SELECTED TEXT.

Skinner v. Skinner

323 S.E.2d 905 | Ga. Ct. App. | 1984

Banke, Presiding Judge.

Pursuant to their divorce in 1979, custody of the parties’ son was granted to the appellant with certain visitation rights granted to the appellee. In June of 1984, the appellee brought the present action to have the appellant held in contempt for alleged violations of his visitation rights. The appellant denied any such violations and counterclaimed for back child support payments. The court declined to hold either party in contempt but granted custody of the child to the appellee for two months. We then granted an application by the appellant for a discretionary appeal. After the appellant had filed her notice of appeal, the trial court entered two additional orders in the action, the first purporting to allow the appellee to amend his citation for contempt and the second purporting to amend the findings of fact and conclusions of law. We subsequently granted the appellant’s application to appeal these orders, also. Held:

1. In Henderson v. Henderson, 231 Ga. 577 (203 SE2d 183) (1974), the Supreme Court held that “the terms of a final divorce decree cannot be modified in subsequently filed contempt proceedings because any change in custody or visitation must be accomplished through new proceedings based upon evidence showing a change in circumstances affecting the interest and welfare of the minor children.” Pursuant to a subsequent amendment to former Code Ann. § 30-127 (Ga. L. 1976, p. 1050, currently OCGA § 19-9-1), visitation rights may now be modified in a contempt proceeding; however, the rule as to custody as stated in Henderson, supra, remains unaltered. See Parker v. Parker, 242 Ga. 64 (247 SE2d 862) (1978). See also Sampson v. Sampson, 240 Ga. 118 (239 SE2d 519) (1977). Under Parker, supra at p. 66, even a temporary change in custody requires *610“a new proceeding based upon evidence showing a change in circumstances affecting the interest and welfare of the minor children.” It follows that the trial court erred in awarding custody to the appellees in this contempt proceeding.

SUPPLIED DATA.

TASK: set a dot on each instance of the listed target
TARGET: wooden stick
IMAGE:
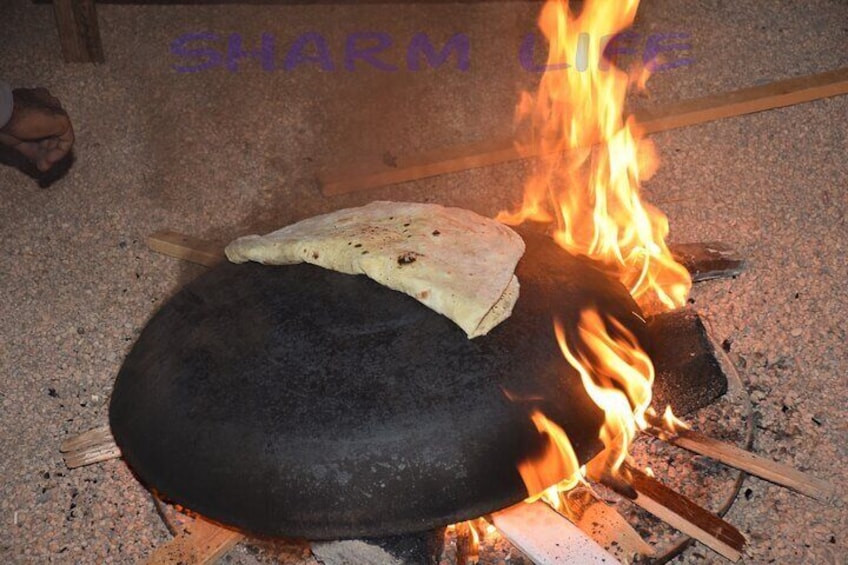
(677, 511)
(547, 537)
(746, 461)
(93, 446)
(687, 113)
(187, 248)
(603, 523)
(200, 543)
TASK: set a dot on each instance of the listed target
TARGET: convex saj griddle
(301, 402)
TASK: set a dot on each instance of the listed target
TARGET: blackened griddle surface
(297, 401)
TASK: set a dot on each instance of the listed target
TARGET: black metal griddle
(300, 402)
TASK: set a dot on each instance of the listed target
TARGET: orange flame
(618, 376)
(556, 469)
(592, 193)
(672, 423)
(591, 163)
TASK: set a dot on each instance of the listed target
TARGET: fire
(587, 184)
(591, 158)
(618, 376)
(556, 469)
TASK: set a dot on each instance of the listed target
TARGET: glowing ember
(587, 184)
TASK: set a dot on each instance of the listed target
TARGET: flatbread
(454, 261)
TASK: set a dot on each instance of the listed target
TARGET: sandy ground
(218, 153)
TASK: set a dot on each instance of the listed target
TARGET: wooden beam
(201, 543)
(677, 511)
(79, 34)
(93, 446)
(704, 261)
(546, 537)
(687, 113)
(737, 458)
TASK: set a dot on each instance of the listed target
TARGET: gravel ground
(217, 154)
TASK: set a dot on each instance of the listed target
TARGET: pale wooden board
(548, 538)
(375, 173)
(93, 446)
(187, 248)
(201, 543)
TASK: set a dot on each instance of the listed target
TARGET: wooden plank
(93, 446)
(687, 113)
(677, 511)
(200, 543)
(604, 524)
(187, 248)
(79, 33)
(746, 461)
(546, 537)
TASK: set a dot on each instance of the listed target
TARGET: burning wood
(676, 510)
(200, 543)
(467, 544)
(548, 538)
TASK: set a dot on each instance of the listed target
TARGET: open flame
(591, 161)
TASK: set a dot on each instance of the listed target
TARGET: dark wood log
(79, 34)
(707, 261)
(688, 374)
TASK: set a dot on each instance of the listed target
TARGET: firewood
(746, 461)
(687, 113)
(93, 446)
(688, 373)
(676, 510)
(547, 537)
(187, 248)
(707, 261)
(202, 542)
(604, 524)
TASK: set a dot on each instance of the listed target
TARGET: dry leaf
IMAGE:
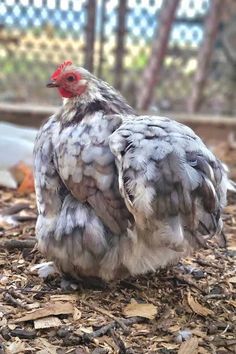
(77, 314)
(65, 297)
(86, 329)
(198, 308)
(201, 350)
(170, 346)
(47, 322)
(57, 308)
(16, 347)
(189, 347)
(142, 310)
(45, 346)
(232, 280)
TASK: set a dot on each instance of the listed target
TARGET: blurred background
(171, 55)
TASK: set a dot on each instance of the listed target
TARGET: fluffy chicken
(120, 194)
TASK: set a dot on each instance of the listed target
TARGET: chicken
(120, 194)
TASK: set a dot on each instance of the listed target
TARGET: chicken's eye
(70, 78)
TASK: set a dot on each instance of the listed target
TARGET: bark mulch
(185, 309)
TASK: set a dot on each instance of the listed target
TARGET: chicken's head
(70, 80)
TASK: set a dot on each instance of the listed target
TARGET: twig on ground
(119, 342)
(205, 263)
(19, 244)
(110, 315)
(15, 302)
(77, 340)
(217, 296)
(15, 209)
(190, 282)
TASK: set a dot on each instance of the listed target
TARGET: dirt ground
(186, 309)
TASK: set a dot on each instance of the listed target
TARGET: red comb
(60, 68)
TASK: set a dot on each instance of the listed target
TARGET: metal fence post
(120, 47)
(90, 31)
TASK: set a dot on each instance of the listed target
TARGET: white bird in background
(16, 156)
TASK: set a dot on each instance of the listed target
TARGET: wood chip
(198, 308)
(142, 310)
(57, 308)
(47, 322)
(189, 347)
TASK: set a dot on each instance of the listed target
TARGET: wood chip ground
(185, 309)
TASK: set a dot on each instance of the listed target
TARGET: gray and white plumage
(122, 194)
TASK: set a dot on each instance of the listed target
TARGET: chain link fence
(113, 39)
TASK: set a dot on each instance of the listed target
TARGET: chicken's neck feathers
(99, 97)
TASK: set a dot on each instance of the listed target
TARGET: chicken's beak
(52, 83)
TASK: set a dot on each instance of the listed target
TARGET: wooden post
(90, 34)
(120, 48)
(204, 56)
(151, 73)
(102, 38)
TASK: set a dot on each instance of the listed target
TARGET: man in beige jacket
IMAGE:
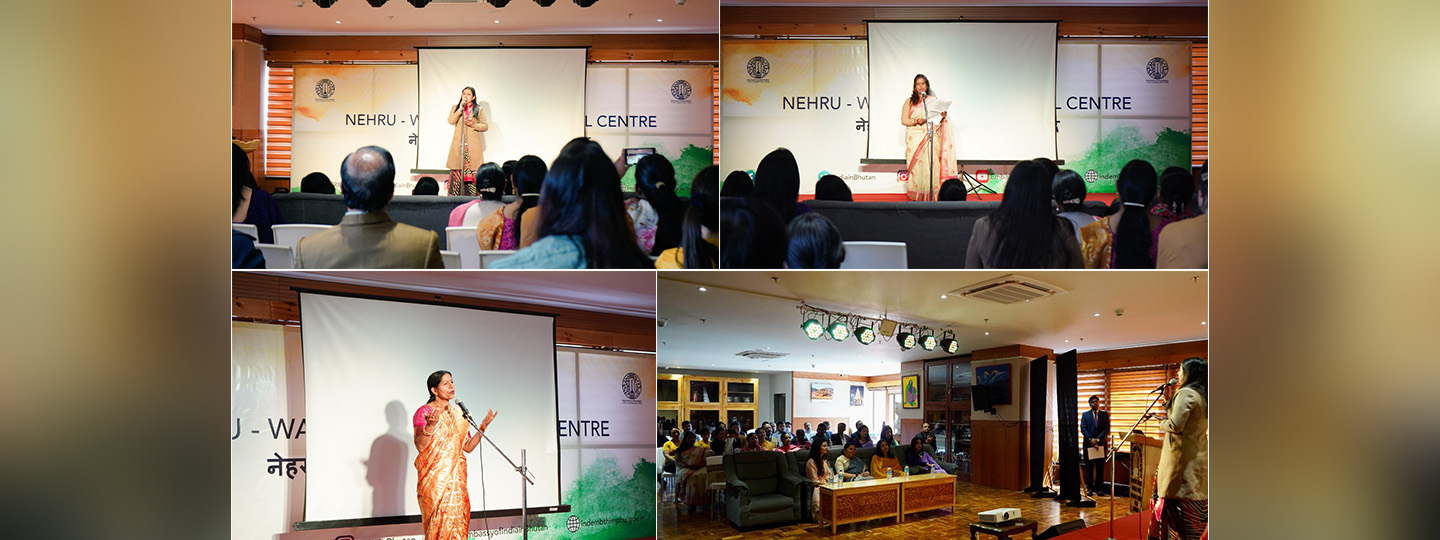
(366, 236)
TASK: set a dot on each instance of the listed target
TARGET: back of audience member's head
(582, 198)
(778, 183)
(1028, 235)
(815, 244)
(1177, 186)
(317, 183)
(1132, 236)
(490, 180)
(367, 179)
(702, 216)
(738, 185)
(1050, 166)
(426, 186)
(752, 235)
(952, 189)
(1069, 190)
(831, 187)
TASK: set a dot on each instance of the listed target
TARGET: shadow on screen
(386, 467)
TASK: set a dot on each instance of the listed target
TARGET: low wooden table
(884, 497)
(1004, 530)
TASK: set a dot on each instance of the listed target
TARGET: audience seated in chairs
(582, 216)
(814, 244)
(367, 236)
(831, 187)
(1024, 232)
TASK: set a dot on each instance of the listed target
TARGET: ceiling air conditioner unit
(1010, 290)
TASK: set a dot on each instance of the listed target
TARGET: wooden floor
(681, 523)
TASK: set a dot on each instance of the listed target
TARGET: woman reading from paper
(920, 160)
(442, 439)
(465, 157)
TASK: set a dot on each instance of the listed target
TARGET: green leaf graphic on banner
(608, 504)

TASK DIRECTIONS.
Continue the court opinion in Skinner v. Skinner, starting right after its last sentence about the trial court's custody error.

RESPONSE BELOW.
Decided November 15, 1984. Elsie Higgs Griner, Galen P. Alderman, for appellant. Vickers Neugent, for appellee.

2. The order purporting to allow the appellee to amend his pleadings and the order reciting additional findings of fact and conclusions of law, though obviously intended to cure the defects discussed in Division 1, were mere nullities, as the trial court was without jurisdiction to enter them. Under our system, “the filing of the notice of appeal operates as a supersedeas and deprives the trial court of the power to affect the judgment appealed, so that subsequent proceedings purporting to supplement, amend, alter, or modify the judgment, whether pursuant to statutory or inherent power, are without effect. [Cits.]” Brown v. Wilson Chevrolet-Olds, 150 Ga. App. 525 (2) (258 SE2d 139) (1979). Accord Smith v. Smith, 135 Ga. App. 681 (218 SE2d 682) (1975).

Judgment reversed.

Pope and Benham, JJ., concur.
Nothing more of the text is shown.